▸ Extract:
=======

In [None]:
# default_exp data.question_answering

In [None]:
#hide
%reload_ext autoreload
%autoreload 2
%matplotlib inline

# data.question_answering

> This module contains the bits required to use the fastai DataBlock API and/or mid-level data processing pipelines to organize your data for question/answering tasks.

In [None]:
#export
import ast
from functools import reduce

from blurr.utils import *
from blurr.data.core import *

import torch
from transformers import *
from fastai2.text.all import *

In [None]:
#hide
import pdb

from nbdev.showdoc import *
from fastcore.test import *

In [None]:
#cuda
torch.cuda.set_device(1)
print(f'Using GPU #{torch.cuda.current_device()}: {torch.cuda.get_device_name()}')

Using GPU #1: GeForce GTX 1080 Ti


## Question/Answering tokenization, batch transform, and DataBlock methods

Question/Answering tasks are models that require two text inputs (a context that includes the answer and the question).  The objective is to predict the start/end tokens of the answer in the context)

In [None]:
path = Path('./')
squad_df = pd.read_csv(path/'squad_sample.csv'); len(squad_df)

1000

We've provided a simple subset of a pre-processed SQUADv2 dataset below just for demonstration purposes. There is a lot that can be done to make this much better and more fully functional.  The idea here is just to show you how things can work for tasks beyond sequence classification. 

In [None]:
squad_df.head(2)

=======

▸ Given data:
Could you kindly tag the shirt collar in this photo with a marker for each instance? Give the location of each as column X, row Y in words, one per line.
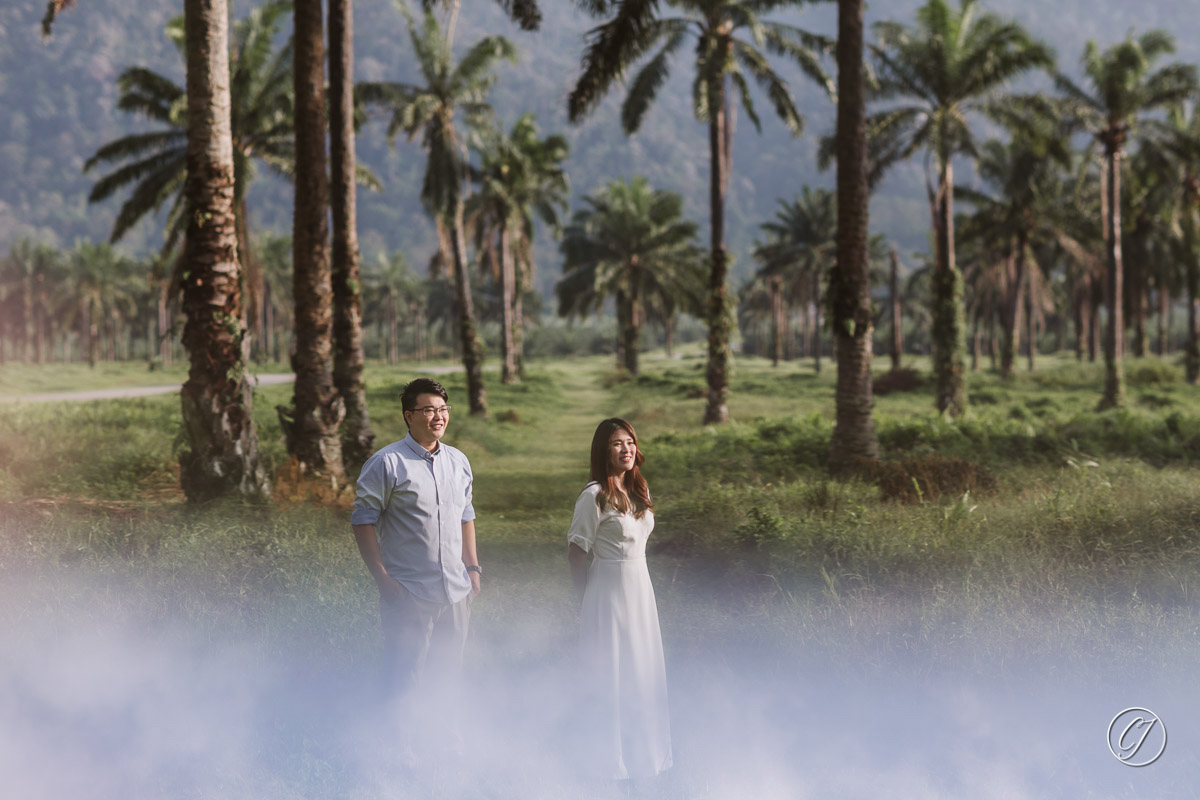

=======

▸ Problem description:
Repeat word for word the part of the question-answering notebook starting at "## Question/Answering tokenization, batch" and ending at "squad_df = pd.read_csv(path/'squad_sample.csv'); len(squad_df)".

▸ Full response:
## Question/Answering tokenization, batch transform, and DataBlock methods

Question/Answering tasks are models that require two text inputs (a context that includes the answer and the question).  The objective is to predict the start/end tokens of the answer in the context)

In [None]:
path = Path('./')
squad_df = pd.read_csv(path/'squad_sample.csv'); len(squad_df)